**What the task asks**
Rewrite the entries from the line containing "Expected: for each instance of the shirt" through the end of the entries, changing "farthest from its outline" to "most distant from its edge" wherever it occurs and leaving everything else as it is.
+---+
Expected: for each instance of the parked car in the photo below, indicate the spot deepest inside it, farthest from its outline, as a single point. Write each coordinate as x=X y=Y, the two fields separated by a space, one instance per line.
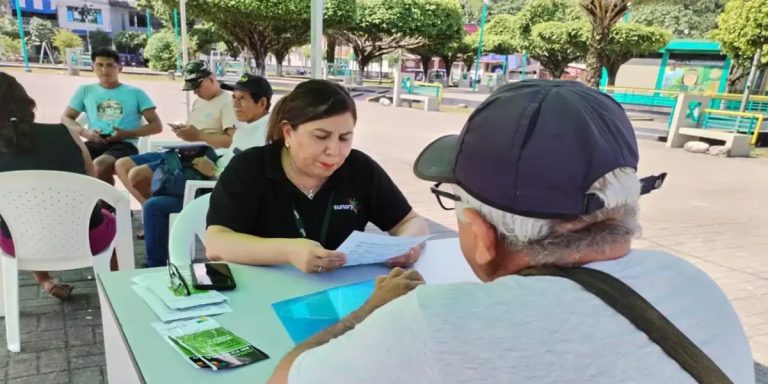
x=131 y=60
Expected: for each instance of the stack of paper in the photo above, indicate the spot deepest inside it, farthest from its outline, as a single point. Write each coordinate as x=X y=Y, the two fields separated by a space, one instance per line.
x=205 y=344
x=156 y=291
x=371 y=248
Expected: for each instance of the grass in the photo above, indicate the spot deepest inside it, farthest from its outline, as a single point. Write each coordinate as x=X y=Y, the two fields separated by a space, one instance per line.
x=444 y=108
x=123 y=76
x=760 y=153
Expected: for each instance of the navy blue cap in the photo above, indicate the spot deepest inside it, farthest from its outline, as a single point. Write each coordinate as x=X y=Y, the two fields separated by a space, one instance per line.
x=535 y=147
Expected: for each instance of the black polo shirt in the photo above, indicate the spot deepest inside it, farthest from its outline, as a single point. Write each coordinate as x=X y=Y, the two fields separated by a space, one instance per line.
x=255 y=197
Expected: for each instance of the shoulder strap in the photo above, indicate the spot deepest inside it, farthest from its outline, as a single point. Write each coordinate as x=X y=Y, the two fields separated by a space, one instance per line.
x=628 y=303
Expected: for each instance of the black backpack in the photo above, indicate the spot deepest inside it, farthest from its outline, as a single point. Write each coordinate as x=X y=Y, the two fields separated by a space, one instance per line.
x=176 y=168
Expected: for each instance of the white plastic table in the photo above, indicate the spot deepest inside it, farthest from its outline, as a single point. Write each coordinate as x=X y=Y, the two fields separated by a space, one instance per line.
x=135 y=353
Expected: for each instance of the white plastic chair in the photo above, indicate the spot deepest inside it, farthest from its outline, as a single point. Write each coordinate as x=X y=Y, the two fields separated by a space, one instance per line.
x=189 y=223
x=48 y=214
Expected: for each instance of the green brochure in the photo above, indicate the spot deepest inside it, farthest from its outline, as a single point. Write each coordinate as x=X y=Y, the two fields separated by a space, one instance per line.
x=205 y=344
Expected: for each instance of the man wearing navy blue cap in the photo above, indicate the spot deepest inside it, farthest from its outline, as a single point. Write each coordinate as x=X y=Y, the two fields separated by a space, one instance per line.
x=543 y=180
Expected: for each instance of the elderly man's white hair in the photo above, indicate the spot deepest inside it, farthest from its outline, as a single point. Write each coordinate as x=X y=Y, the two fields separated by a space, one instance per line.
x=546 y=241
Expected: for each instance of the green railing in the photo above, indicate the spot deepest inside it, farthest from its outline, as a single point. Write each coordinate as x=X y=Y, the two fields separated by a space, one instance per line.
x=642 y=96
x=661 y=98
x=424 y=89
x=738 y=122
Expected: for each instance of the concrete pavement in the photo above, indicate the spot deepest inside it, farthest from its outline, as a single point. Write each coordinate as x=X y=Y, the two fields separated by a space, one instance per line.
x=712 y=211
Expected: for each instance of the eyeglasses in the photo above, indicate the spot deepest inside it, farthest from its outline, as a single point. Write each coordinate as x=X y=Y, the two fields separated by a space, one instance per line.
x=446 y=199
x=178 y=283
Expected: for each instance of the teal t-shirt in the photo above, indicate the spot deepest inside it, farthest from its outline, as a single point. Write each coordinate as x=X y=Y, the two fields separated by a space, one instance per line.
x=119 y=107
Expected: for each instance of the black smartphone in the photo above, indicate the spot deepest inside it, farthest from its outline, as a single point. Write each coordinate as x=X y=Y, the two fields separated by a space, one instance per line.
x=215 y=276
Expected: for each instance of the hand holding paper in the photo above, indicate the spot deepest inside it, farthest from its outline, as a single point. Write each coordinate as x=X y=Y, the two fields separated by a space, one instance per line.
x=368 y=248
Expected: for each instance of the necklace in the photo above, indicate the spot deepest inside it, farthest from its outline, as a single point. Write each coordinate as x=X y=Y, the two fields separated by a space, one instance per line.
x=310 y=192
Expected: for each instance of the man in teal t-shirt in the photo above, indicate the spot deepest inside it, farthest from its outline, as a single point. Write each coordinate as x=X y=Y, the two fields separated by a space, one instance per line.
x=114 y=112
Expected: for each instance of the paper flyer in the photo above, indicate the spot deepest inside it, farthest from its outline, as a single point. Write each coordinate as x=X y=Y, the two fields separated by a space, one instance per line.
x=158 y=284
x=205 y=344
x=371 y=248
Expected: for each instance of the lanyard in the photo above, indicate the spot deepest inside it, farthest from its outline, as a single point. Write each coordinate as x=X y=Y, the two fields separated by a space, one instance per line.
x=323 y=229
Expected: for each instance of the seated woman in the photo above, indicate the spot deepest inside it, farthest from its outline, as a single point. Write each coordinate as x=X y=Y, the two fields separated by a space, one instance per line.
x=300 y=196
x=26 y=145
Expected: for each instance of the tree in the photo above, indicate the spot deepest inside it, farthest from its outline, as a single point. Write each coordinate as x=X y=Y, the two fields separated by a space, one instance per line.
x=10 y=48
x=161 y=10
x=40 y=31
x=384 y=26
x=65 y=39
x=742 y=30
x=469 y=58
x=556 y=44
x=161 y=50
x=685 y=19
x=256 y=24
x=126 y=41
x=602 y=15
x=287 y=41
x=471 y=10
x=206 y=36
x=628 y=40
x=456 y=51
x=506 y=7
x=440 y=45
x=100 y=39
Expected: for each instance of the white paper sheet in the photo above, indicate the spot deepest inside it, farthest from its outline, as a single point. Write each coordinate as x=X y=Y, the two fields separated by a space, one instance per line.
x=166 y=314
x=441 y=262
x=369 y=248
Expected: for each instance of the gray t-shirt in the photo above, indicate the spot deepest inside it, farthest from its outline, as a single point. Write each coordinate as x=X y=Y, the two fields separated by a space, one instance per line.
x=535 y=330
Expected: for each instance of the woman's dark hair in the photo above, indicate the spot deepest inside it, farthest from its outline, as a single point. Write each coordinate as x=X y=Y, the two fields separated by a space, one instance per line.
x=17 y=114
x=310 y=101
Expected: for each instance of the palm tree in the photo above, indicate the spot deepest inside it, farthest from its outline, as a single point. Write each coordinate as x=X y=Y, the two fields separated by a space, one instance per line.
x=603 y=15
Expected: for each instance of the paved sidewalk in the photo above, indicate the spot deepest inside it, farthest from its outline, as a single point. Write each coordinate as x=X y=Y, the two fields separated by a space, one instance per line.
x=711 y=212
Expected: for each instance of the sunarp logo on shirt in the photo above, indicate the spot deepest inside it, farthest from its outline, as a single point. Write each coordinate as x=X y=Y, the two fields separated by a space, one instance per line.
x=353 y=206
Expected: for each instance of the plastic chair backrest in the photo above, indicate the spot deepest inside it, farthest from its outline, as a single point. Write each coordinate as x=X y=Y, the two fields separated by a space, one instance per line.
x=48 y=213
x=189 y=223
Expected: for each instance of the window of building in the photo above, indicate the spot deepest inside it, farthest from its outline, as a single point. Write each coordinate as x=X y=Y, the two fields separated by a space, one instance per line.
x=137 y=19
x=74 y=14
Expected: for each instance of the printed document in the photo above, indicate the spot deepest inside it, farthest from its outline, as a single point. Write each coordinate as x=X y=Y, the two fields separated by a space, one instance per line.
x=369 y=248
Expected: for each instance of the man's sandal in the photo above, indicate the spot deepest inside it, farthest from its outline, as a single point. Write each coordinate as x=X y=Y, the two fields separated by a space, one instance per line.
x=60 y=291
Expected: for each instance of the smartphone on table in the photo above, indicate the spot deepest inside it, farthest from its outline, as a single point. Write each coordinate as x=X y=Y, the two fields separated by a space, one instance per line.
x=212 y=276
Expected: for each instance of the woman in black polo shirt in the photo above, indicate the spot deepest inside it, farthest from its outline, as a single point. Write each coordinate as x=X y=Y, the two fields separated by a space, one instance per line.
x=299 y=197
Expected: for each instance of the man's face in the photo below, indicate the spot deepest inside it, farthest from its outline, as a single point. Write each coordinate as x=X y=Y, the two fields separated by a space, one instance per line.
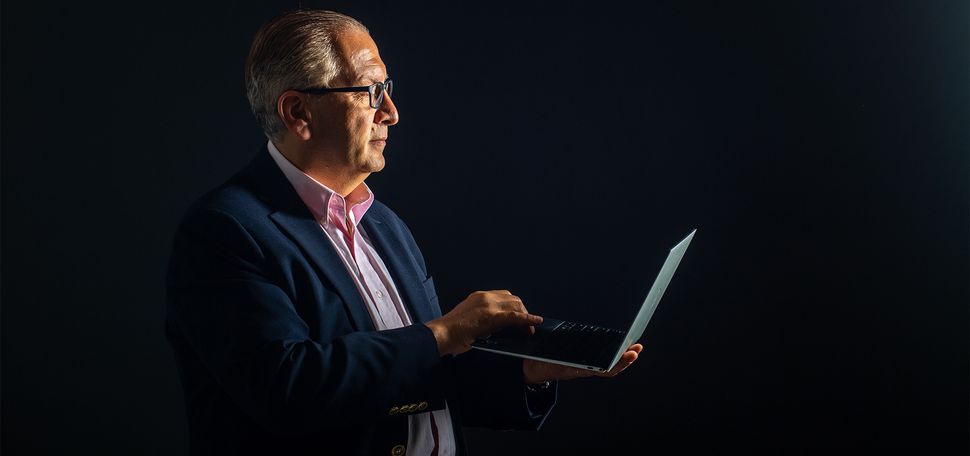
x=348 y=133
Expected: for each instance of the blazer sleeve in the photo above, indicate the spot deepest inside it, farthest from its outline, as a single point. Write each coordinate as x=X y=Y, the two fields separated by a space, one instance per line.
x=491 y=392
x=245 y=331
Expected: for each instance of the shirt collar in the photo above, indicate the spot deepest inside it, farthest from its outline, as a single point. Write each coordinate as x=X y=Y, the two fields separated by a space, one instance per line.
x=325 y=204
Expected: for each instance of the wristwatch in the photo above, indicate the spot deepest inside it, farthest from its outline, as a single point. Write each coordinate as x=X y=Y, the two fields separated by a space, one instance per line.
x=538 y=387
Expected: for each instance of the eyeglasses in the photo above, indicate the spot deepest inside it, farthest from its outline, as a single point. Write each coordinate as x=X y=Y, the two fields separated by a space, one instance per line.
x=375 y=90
+---+
**Output**
Expected: for each instance of the shirt collar in the photo above, indicate the spot deepest inside it, most distant from its edge, as a single point. Write each coordinate as x=X y=Y, the two fields separated by a space, one instance per line.
x=325 y=204
Expected: for each instance of the wristwatch in the photo above, indicate the spot deepest inside it, most distant from its edge, as a single point. Write each coordinate as x=X y=Y, the two fields separated by a space, one instance per line.
x=538 y=387
Expected: for each instance of the eyeglasses in the photo above, indicate the spot deepest inside it, most distant from its edge, as a single point. Write each coordinate as x=X y=Y, the two fields separated by a space, one instance per line.
x=375 y=90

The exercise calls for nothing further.